Problem to solve: Retype the records below line for line, without changing anything.

[Part of a data file]
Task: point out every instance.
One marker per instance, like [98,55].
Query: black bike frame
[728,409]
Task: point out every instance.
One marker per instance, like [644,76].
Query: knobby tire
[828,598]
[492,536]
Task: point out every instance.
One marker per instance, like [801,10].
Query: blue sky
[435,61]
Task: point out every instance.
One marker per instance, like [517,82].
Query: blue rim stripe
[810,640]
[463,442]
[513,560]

Reply:
Task: point out every instance.
One marker per instance, like [98,55].
Query: black bike frame
[728,409]
Task: point out every instance.
One marker per instance, like [644,76].
Query: knobby tire
[828,598]
[492,536]
Task: point out every instance.
One marker per instance, like [801,10].
Query: blue sky
[435,61]
Task: point out every instance.
One marker per instance, like [517,82].
Query: blue rim stripe
[810,640]
[463,442]
[513,560]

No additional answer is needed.